As there is a greater risk associated with installing a bifacial PV array a higher deposit maybe required which will affect the LCOE. In the scenario below, the WACC for a bifacial array is set at 8%, whereas the WACC for a monofacial farm 6%. A lender may request that the monofacial solar farm is funded 50% by the owner and 50% by the bank at an interest rate of 4%, in contrast the bifacial farm maybe seen as greater risk and the lender may require the project to be funded 75% by the owner which may mean external funding needs to be sourced. An assessment of how the funding can affect cost-effectiveness is demonstrated within Figure 9.

Figure 9.

Comparison between loan amount and LCOE.

Under the circumstances stated above if the installer is required to provide over 50% equity in the PV array it is more cost-effective to instal an OTM array, whereas if a lender is willing to provide more than 50% of debt the OTB will be more cost-effective. However, if the project is funded by a large corporation who can afford the initial outlay without external investment it would be beneficial to instal the OTB. As can be seen, OTB arrays are more cost-effective when considering electricity output and costs alone, the financial agreements put into place to fund the project can strongly influence the overall cost-effectiveness. It is possible that in the future as bifacial farms become more common place funding for monofacial and bifacial arrays will be on a level playing field and there will be a clearer distinction between the most cost-effective solution.

◇ ◇ ◇ ◇

• EXERCISE DESCRIPTION
Write out the part of the passage on solar array funding from "As there is" to "amount and LCOE.", word for word. The lines that follow were taken from a separate source.

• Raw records
◇ ◇ ◇ ◇

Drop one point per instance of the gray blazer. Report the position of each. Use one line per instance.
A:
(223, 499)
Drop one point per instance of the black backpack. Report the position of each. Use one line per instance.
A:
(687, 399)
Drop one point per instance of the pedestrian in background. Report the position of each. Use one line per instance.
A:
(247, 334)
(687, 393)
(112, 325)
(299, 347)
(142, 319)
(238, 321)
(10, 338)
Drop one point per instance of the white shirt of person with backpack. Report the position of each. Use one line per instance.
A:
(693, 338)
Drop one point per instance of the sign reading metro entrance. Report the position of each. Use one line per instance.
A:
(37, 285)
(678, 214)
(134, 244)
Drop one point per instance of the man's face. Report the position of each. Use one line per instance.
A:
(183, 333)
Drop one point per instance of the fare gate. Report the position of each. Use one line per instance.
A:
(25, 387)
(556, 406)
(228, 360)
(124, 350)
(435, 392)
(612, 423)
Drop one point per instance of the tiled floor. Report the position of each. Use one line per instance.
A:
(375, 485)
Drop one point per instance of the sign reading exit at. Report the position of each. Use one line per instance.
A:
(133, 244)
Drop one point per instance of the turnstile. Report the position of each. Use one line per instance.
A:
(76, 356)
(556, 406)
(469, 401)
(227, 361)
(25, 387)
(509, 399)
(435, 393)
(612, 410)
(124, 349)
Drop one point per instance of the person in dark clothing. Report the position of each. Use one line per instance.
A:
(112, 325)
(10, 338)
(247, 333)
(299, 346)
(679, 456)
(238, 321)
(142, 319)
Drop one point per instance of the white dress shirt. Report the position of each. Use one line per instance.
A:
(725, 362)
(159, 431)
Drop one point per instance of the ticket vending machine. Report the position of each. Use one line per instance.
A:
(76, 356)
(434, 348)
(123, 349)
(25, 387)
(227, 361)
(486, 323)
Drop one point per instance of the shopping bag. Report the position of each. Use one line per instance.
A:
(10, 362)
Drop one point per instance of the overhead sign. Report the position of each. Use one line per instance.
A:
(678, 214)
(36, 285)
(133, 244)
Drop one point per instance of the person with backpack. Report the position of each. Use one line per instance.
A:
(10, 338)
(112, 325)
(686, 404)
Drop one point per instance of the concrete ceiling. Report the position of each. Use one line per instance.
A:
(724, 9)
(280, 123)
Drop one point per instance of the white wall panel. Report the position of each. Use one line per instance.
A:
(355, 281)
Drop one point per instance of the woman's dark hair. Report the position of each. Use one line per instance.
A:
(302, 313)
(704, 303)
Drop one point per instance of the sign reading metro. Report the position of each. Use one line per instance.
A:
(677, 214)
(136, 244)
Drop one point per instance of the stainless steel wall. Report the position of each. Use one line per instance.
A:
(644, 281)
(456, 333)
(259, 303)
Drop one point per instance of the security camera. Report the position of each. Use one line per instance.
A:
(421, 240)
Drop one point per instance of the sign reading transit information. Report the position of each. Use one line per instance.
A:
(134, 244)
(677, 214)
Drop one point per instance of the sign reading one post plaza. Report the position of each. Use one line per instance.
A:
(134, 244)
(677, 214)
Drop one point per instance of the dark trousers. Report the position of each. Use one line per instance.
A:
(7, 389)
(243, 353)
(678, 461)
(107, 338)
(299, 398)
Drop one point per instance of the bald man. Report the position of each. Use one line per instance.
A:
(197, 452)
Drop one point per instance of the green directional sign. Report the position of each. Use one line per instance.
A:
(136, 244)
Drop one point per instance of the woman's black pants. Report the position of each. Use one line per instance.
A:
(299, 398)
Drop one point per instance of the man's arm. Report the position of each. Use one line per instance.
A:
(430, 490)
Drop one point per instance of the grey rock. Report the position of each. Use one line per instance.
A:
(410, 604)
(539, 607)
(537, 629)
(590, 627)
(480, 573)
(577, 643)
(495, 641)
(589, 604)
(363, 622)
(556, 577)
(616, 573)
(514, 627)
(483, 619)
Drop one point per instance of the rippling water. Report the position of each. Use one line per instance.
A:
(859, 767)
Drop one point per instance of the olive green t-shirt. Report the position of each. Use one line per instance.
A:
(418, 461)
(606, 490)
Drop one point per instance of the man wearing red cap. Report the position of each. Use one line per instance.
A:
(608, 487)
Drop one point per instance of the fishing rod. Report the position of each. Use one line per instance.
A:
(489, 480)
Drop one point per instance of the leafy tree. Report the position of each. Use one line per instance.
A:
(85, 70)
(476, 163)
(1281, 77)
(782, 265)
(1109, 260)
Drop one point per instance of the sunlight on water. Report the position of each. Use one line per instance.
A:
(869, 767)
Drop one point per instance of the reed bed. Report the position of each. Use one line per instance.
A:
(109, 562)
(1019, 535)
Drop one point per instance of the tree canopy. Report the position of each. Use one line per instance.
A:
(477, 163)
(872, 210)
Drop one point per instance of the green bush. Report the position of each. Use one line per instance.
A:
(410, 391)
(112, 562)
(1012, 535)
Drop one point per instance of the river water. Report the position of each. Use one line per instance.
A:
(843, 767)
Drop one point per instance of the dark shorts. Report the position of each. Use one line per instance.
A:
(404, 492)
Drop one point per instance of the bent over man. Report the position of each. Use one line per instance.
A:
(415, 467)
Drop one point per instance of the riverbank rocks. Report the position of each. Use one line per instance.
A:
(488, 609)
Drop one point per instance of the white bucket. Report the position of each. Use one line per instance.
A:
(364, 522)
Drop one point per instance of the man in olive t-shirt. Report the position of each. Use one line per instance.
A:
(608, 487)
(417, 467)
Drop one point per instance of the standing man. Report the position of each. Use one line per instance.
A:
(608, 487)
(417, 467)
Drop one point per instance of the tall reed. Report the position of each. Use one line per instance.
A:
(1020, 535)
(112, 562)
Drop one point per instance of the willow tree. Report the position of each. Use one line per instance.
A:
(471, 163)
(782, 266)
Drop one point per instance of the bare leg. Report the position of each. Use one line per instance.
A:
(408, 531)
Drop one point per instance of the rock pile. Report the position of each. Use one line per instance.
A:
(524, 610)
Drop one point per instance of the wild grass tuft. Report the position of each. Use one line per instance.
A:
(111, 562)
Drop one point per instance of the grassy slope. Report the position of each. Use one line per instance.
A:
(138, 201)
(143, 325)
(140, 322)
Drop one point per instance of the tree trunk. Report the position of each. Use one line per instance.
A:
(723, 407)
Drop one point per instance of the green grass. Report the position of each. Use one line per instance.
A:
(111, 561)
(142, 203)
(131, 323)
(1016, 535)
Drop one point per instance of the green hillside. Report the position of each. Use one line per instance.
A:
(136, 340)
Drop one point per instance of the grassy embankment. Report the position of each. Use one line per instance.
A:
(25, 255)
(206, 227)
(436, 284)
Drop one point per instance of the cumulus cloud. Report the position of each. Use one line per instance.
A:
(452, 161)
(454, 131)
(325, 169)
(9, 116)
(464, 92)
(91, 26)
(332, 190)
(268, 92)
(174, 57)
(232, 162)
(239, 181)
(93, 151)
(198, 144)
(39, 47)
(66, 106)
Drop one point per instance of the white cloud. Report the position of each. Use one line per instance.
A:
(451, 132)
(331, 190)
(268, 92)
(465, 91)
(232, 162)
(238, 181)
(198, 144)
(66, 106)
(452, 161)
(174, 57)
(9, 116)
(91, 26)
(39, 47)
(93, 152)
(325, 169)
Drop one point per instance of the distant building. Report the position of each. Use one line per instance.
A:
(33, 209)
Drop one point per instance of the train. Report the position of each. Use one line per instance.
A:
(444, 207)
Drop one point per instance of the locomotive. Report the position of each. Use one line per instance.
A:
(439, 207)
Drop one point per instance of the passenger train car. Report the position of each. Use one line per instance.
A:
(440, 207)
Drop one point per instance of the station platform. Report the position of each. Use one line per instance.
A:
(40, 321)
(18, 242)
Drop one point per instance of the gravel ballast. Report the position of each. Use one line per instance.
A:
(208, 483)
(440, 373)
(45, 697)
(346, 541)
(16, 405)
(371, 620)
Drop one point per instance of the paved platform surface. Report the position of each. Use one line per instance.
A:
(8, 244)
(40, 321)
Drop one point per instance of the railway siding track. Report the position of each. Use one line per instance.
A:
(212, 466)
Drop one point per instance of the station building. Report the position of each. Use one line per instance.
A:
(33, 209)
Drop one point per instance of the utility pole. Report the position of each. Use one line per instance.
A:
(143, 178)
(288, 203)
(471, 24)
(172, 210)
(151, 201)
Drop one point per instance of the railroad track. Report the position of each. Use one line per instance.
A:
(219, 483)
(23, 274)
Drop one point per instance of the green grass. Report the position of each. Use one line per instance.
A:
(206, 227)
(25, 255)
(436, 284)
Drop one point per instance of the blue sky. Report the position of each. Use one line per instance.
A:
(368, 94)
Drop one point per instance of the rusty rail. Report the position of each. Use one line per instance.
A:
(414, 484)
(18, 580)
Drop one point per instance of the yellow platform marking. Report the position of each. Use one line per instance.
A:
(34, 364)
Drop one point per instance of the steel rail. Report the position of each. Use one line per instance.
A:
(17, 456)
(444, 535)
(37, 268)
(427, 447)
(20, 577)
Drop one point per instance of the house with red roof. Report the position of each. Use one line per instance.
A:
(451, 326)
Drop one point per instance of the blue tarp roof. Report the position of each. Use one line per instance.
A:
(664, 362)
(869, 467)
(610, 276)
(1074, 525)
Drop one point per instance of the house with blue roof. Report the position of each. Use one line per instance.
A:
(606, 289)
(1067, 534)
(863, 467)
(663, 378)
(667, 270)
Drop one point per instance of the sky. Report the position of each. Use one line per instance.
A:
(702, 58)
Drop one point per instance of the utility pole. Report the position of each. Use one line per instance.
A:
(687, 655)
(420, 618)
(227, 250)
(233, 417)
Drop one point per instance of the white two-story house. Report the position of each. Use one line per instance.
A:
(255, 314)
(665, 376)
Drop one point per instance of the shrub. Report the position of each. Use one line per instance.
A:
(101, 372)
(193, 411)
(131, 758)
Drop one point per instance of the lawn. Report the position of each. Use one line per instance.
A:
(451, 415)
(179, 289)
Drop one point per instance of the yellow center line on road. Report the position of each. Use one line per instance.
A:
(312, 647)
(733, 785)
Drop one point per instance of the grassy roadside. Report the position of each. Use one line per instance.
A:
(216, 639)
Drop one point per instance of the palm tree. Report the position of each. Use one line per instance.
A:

◇ ◇ ◇ ◇

• RESULT OF THE EXERCISE
As there is a greater risk associated with installing a bifacial PV array a higher deposit maybe required which will affect the LCOE. In the scenario below, the WACC for a bifacial array is set at 8%, whereas the WACC for a monofacial farm 6%. A lender may request that the monofacial solar farm is funded 50% by the owner and 50% by the bank at an interest rate of 4%, in contrast the bifacial farm maybe seen as greater risk and the lender may require the project to be funded 75% by the owner which may mean external funding needs to be sourced. An assessment of how the funding can affect cost-effectiveness is demonstrated within Figure 9.

Figure 9.

Comparison between loan amount and LCOE.